- **Exercises**
1. In the passage about Priya's weight loss, how many kilograms did she lose across her final academic year?
2. Set down, word for word, the stretch of the passage about Priya's weight loss from "- Sleep: the" through "between meals were.".

Priya was in her final year of a biology degree in Manchester when she decided she was done flinching at photos of herself. Three years of halls, a prepaid dining-hall meal plan, and a student loan that didn't stretch to anything fancy had quietly added 11 kg since she'd arrived as a fresher.
Every plan she found online seemed written for someone else. Meal-prep six chicken breasts on a Sunday — in a shared kitchen with one working hob and a microwave. Shop the perimeter of the supermarket — on £30 a week, on top of the meal plan she'd already paid for. Track your macros — she didn't cook a single thing she ate, so she had no idea what was in any of it.
The plan she'd already paid for
Here's the part that made her feel stuck. The dining hall was prepaid for the whole term. Skipping it to "eat clean" meant paying twice: once for the plan, once for the food she actually ate. For a student, that wasn't a detail. It was the entire budget.
So she'd half-decided that weight loss was something for later — once she had a proper kitchen and a real salary. Final year, dissertation, a part-time job in a café. Not now.
What she actually changed
She didn't quit the meal plan. She didn't buy anything new. The single thing she changed was that she started logging everything she ate, dining-hall tray included, even when she had no idea of the number.
Beans on toast, two hash browns, a glass of orange juice — log it, best guess, move on.
The rule was just that nothing went uncounted. No calorie budget the first week, no targets. She only wanted to see the shape of an ordinary day.
I assumed the dining hall was the problem. It turned out to be the most sensible part of my day.
What the log actually showed
The hot meals weren't the issue. What stacked up was everything around the edges:
- A large flavoured latte on the walk to the library — most days, two
- Energy drinks during late revision, filed under "just caffeine"
- The vending machine at 11 p.m., because dinner had been at six
- "I've earned this" snacks after every handed-in assignment, and there was always an assignment
None of it felt like eating. It was sipping and nibbling around studying. Stacked up, it was roughly 600–800 calories a day she'd never have named if you'd asked her what she ate.
The version that fit a student's life
Once she could see it, the fixes were cheap by design:
- Dining hall: protein and vegetables first, fill the plate there, then decide on the rest. The food was already paid for — she just chose differently within it.
- Coffee: one proper one a day, the rest black or tea. That alone saved both money and a few hundred calories.
- Late nights: one planned snack she actually liked, kept in her room, instead of whatever the vending machine offered.
- Sleep: the hard truth that most of the 11 p.m. snacking was tiredness, not hunger.
What it added up to
9 kg across a single academic year, finished around the same week as her dissertation. It cost her nothing extra — a little less, in fact, once the daily latte habit shrank.
What she tells friends now is that she never needed a kitchen or a bigger budget. She needed to see the day she was already living. The dining hall was never the problem. The blank spots between meals were.

- **Material shown**
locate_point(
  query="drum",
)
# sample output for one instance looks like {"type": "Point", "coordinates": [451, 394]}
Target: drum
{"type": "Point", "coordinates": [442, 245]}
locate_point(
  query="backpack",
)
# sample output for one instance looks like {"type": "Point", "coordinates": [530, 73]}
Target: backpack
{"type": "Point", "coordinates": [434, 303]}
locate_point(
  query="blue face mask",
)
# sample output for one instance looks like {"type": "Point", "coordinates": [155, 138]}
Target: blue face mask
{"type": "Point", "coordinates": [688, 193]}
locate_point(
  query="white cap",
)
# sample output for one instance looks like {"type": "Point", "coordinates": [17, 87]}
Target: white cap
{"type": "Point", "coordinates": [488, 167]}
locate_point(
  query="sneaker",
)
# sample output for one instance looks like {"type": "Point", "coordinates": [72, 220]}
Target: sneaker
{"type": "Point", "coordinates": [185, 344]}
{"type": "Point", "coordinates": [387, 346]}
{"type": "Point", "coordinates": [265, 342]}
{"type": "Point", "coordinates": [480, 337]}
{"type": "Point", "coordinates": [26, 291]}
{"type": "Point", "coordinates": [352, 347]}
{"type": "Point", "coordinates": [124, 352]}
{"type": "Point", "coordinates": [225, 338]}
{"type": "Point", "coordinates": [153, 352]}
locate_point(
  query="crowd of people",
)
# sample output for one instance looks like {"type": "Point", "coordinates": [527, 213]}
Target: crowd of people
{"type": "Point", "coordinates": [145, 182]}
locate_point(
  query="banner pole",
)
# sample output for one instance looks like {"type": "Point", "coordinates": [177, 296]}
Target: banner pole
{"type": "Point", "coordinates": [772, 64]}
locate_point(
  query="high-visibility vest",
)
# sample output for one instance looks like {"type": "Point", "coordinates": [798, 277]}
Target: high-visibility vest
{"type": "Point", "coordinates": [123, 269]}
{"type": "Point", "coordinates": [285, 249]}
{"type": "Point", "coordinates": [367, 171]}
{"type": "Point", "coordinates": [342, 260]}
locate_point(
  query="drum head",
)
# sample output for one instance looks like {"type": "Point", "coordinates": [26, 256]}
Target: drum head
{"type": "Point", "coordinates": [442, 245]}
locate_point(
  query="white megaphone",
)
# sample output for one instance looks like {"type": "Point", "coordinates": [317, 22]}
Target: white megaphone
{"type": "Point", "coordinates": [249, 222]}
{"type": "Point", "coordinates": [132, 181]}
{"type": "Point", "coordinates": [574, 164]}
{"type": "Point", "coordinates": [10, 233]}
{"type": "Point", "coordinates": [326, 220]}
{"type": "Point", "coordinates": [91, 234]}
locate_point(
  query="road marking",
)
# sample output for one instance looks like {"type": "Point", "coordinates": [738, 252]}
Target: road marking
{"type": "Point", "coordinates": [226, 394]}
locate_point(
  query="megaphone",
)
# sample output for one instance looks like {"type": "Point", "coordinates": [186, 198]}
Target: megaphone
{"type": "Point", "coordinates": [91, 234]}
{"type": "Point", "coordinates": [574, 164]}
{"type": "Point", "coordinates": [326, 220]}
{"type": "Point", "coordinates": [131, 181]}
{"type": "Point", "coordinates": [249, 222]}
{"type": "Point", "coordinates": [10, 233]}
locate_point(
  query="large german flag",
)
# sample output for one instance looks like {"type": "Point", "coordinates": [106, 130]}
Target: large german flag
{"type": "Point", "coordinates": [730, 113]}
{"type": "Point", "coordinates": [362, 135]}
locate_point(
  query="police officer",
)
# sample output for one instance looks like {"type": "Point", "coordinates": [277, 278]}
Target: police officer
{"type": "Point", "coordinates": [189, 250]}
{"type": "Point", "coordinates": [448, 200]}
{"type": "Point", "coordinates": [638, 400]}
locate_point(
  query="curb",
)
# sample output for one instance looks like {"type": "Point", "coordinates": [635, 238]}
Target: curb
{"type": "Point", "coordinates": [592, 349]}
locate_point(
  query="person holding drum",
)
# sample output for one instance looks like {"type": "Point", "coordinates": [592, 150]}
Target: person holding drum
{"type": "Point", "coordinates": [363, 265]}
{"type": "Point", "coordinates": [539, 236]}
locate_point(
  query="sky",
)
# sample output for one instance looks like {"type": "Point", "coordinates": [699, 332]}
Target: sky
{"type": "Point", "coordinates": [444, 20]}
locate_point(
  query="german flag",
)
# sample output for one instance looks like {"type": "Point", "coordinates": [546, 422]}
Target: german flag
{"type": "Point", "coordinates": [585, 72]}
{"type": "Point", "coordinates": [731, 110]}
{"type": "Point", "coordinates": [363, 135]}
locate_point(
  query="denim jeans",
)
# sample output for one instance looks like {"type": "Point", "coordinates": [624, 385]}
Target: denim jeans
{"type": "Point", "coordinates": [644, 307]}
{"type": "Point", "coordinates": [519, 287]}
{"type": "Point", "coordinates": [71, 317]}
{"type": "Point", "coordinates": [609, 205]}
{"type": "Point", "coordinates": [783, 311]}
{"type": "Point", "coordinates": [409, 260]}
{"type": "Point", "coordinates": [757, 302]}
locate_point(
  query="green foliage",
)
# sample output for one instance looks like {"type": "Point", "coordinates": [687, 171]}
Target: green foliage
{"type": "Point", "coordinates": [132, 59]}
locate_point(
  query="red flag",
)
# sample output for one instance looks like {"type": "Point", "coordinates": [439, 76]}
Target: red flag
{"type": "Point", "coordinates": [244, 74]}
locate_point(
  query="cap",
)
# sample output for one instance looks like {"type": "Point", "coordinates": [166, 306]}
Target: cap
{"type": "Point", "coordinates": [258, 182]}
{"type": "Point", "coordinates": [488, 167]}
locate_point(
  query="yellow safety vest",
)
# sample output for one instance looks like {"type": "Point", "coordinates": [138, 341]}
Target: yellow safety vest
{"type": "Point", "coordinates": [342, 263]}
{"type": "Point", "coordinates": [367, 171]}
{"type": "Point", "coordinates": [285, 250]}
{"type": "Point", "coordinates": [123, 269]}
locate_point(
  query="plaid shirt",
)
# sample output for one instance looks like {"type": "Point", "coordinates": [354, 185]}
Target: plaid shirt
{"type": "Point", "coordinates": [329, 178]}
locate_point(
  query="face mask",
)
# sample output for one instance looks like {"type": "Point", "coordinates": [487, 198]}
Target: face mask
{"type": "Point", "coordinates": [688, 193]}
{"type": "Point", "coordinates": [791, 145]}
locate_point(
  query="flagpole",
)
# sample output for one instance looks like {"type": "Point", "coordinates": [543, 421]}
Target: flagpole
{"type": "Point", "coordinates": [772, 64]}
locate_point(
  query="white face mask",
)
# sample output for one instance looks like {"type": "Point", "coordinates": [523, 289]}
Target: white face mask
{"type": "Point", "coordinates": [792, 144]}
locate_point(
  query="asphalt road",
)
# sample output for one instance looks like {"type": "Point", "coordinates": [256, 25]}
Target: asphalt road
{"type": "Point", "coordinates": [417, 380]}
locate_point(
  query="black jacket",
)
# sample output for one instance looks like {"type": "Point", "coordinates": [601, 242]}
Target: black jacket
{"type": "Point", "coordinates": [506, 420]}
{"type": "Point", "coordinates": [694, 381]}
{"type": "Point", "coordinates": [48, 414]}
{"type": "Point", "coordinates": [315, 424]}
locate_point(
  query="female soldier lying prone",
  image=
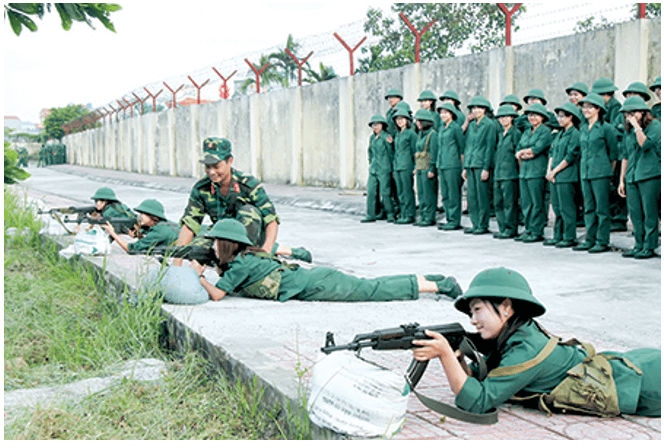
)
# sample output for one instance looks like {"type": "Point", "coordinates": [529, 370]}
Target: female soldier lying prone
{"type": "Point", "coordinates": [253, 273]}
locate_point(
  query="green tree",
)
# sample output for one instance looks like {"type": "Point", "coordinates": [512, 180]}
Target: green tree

- **Per-task answers**
1. She lost 9 kg.

2.
- Sleep: the hard truth that most of the 11 p.m. snacking was tiredness, not hunger.
What it added up to
9 kg across a single academic year, finished around the same week as her dissertation. It cost her nothing extra — a little less, in fact, once the daily latte habit shrank.
What she tells friends now is that she never needed a kitchen or a bigger budget. She needed to see the day she was already living. The dining hall was never the problem. The blank spots between meals were.